▶ **WHAT YOU HAVE TO DO**
The answer should contain all of the records below, each one copied word for word.

▶ **DATA TO USE**

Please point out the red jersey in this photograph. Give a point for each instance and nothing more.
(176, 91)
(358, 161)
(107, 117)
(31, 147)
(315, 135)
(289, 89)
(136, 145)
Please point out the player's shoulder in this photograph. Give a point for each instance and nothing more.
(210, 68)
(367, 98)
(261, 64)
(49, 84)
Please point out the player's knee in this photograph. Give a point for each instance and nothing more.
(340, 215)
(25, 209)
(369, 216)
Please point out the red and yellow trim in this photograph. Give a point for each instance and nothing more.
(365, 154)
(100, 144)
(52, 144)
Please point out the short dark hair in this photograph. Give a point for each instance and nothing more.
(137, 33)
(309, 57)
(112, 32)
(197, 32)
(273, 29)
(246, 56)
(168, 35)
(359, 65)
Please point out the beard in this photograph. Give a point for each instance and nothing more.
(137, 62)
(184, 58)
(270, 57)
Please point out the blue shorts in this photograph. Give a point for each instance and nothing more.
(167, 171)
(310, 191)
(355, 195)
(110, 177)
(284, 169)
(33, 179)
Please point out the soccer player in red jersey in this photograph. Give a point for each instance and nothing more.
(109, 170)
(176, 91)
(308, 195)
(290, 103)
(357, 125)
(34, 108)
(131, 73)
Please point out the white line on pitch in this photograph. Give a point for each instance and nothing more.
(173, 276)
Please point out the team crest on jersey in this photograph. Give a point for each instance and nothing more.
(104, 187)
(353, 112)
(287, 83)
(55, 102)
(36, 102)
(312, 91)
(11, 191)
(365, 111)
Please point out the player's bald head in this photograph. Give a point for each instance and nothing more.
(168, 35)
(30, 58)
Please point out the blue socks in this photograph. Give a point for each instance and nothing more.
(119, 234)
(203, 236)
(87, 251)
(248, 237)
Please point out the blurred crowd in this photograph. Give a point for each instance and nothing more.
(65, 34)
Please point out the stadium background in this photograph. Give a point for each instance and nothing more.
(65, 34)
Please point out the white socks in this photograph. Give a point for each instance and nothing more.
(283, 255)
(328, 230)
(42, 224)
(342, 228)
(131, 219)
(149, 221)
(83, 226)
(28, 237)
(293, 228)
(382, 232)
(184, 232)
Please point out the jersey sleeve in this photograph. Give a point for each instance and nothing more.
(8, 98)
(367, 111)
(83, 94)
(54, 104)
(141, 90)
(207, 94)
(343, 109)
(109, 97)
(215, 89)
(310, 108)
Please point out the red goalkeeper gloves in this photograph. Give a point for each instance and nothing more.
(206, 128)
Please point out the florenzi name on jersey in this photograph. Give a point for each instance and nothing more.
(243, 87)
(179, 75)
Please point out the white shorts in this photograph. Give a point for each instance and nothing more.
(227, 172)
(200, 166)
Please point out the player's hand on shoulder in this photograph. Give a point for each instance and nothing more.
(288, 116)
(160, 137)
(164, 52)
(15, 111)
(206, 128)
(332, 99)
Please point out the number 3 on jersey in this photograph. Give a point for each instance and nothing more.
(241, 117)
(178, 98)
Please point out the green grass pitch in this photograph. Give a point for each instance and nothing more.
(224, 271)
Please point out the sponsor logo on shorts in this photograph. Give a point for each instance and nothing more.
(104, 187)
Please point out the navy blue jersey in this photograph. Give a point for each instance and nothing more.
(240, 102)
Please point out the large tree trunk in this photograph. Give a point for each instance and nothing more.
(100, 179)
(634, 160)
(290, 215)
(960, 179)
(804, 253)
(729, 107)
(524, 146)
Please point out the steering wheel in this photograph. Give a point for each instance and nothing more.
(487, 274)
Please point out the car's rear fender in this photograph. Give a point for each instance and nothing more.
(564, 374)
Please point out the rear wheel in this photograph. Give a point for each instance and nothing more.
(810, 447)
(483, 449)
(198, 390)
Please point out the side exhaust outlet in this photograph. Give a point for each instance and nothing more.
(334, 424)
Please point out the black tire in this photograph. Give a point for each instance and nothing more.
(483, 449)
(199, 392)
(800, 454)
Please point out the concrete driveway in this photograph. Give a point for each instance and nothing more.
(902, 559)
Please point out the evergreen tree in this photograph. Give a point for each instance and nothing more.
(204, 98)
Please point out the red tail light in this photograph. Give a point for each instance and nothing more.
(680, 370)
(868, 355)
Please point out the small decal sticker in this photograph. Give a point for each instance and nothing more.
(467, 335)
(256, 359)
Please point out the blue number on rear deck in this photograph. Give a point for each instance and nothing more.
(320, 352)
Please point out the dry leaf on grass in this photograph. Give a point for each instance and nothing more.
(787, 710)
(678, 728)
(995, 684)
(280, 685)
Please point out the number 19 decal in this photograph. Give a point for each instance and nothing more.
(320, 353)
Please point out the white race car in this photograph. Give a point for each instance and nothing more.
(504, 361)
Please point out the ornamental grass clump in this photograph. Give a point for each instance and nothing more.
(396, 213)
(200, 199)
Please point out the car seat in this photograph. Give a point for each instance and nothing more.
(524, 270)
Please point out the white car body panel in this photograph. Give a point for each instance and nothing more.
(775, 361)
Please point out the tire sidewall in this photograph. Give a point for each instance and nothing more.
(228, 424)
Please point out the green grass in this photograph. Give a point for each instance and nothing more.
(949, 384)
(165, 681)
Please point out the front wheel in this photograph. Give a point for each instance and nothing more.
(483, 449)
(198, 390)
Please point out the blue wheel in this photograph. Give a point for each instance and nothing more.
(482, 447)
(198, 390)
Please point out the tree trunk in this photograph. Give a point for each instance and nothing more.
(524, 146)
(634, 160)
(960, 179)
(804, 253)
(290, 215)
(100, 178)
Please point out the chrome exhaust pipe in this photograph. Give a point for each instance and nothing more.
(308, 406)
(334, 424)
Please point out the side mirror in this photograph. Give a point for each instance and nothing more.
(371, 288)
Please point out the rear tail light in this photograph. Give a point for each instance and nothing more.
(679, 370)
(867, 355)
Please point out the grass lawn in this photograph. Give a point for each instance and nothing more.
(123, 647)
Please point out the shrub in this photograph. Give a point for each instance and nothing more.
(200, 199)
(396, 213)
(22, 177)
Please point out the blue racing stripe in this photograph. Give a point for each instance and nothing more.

▶ **THE COMPLETED TASK**
Please point out the red jersey in this photograph. Give a point for each instance and nothing more.
(176, 91)
(358, 161)
(107, 117)
(31, 147)
(315, 135)
(289, 89)
(136, 145)
Please point out the player's shoulder in this photograph. Give a point for each instance and nothing more.
(210, 68)
(367, 98)
(261, 64)
(49, 84)
Please point out the player's knee in this photograph. Give a point for each instance and nothing more.
(340, 215)
(25, 209)
(369, 216)
Please point out the red and yellow trim in this photograph. Give a point for each instance and nothing more.
(365, 154)
(100, 144)
(52, 144)
Please point out the short dark hair in this photograph. Give a point for each instance and nothing more.
(137, 33)
(309, 57)
(112, 32)
(197, 32)
(273, 29)
(246, 56)
(168, 35)
(359, 65)
Please point out the beard in this photograph. Give a point for each instance and nothing more.
(137, 62)
(184, 58)
(270, 57)
Please point out the blue shorts in this photograph. Give a point for each instance and nothing more.
(167, 171)
(310, 191)
(355, 195)
(110, 177)
(284, 169)
(33, 179)
Please point out the soccer player in red jersey in this photograph. Give a point for each instance and nothing more.
(109, 170)
(176, 91)
(308, 195)
(290, 103)
(357, 125)
(34, 108)
(131, 73)
Please point out the white line on pitch in this photograph. Give a point for each instance and nothing more.
(173, 276)
Please point out the team crest on jersey in this photograph. Give a point for each instance and nothing more.
(104, 187)
(353, 112)
(287, 83)
(55, 102)
(36, 102)
(312, 91)
(11, 191)
(365, 111)
Please point out the player's bald head in this photograph. Give a point for each instance and nothing more.
(168, 35)
(30, 58)
Please point out the blue socks in this photograph. Give a point for each instance and nothing more.
(119, 234)
(203, 236)
(87, 251)
(248, 237)
Please point out the blurred crowd in this photograph. Give a point for each instance and nothing more.
(65, 34)
Please point out the stadium background in this photograph. Give a point for each instance and nothing more.
(65, 34)
Please point out the white socks in this photograph. Give a point for each instance and nothing more.
(283, 255)
(328, 230)
(42, 224)
(342, 228)
(131, 219)
(149, 221)
(83, 226)
(28, 237)
(293, 228)
(382, 232)
(184, 232)
Please point out the jersey sleeve in this photograph. Give a point for each instance and nothing more.
(8, 98)
(367, 111)
(83, 94)
(54, 104)
(141, 90)
(207, 94)
(343, 109)
(109, 97)
(215, 89)
(310, 108)
Please point out the red goalkeeper gloves in this photograph. Give a point for each instance and nothing more.
(206, 128)
Please point out the florenzi name on jersey in this photograph. Give a point for each instance and nothing more.
(243, 87)
(179, 75)
Please point out the white shorts in this photograph. Give a point for each instance and nothing more.
(227, 172)
(200, 166)
Please point out the player's hand on shoulder in this photograph. Give a point for each instance and nothing more.
(288, 116)
(160, 137)
(164, 52)
(15, 111)
(206, 128)
(332, 99)
Please point out the number 3 on jersey in this photograph. Give a point for each instance and nothing more.
(241, 117)
(178, 98)
Please point out the green grass pitch in this photograph. Give a point for each instance and nothing more.
(224, 271)
Please point out the sponsor logo on shorts in this photograph. Give a point for each instance and nothing more.
(104, 187)
Please point out the navy blue jersey in this photograph. Give a point for each instance and nothing more.
(240, 102)
Please point out the large tree trunk in this photograph. Give a point for each instance and nothing more.
(100, 179)
(634, 160)
(290, 215)
(960, 179)
(804, 253)
(729, 107)
(524, 146)
Please point out the steering wheel in this photograph. Give a point for each instance and nothing more.
(487, 274)
Please point out the car's rear fender in this photograph. Give a point for each instance and nothing more.
(564, 374)
Please point out the rear wheel in this photograph. Give a point for each instance and nothing more.
(810, 447)
(483, 449)
(198, 390)
Please point out the side exhaust outlet in this photograph. Give a point for each instance and nothing more.
(334, 424)
Please point out the black tire in this photograph. Give a point for each instance and nothing more.
(483, 449)
(199, 392)
(800, 454)
Please point out the concrete driveway in this photograph. Give a point for each instance and nothing more.
(902, 559)
Please point out the evergreen tree in this photograph. Give a point for each instance and nothing more.
(204, 98)
Please point out the red tail light in this photograph. Give a point for each instance and nothing more.
(680, 370)
(868, 355)
Please point out the small decal sticker in this photograph. Give a point for each instance and nothing more.
(467, 335)
(256, 359)
Please point out the blue number on rear deck in this photograph. Give a point for each instance and nothing more.
(320, 352)
Please point out the dry leaf on grass in this photograph. Give a point for each instance and nothing more.
(787, 710)
(678, 728)
(995, 684)
(280, 685)
Please point out the number 19 decal in this photograph. Give a point for each instance and nothing more.
(320, 353)
Please point out the white race car in this photograph. Give a point for each instance and nothing more.
(504, 361)
Please point out the ornamental grass clump in this photograph. Give a point for each instance and nothing more.
(396, 213)
(200, 199)
Please point out the car seat in this photograph. Give a point for each instance and nothing more.
(524, 270)
Please point out the white car body panel in this photograph. Give a point for each instance and nothing more.
(775, 361)
Please point out the tire sidewall in this photograph. Give a point for each instance and nothing more.
(228, 424)
Please point out the green grass in this photograph. Give a point for each instance and nothing more.
(949, 384)
(165, 681)
Please point out the front wheel in this photograph. Give a point for each instance and nothing more.
(483, 449)
(198, 390)
Please point out the blue wheel in this photograph. Give a point for each instance and nothing more.
(482, 447)
(198, 390)
Please point out the tree trunk in this photograph. Give a point for each instance and nothing more.
(524, 146)
(634, 160)
(960, 179)
(804, 253)
(290, 215)
(100, 178)
Please point out the chrome exhaust pipe in this photograph. Give a point for each instance and nothing more.
(308, 406)
(334, 424)
Please point out the side mirror in this photograph. Give a point for each instance and nothing more.
(371, 288)
Please point out the rear tail light in this photograph. Give a point for each instance and nothing more.
(679, 370)
(867, 355)
Please point out the grass lawn in this photograph. Give a point for each instance and nothing more.
(123, 647)
Please point out the shrub in this photograph. Give a point for each instance and nothing more.
(200, 199)
(396, 213)
(22, 177)
Please point out the blue racing stripe in this photograph. Give a point for each instance and nothing more.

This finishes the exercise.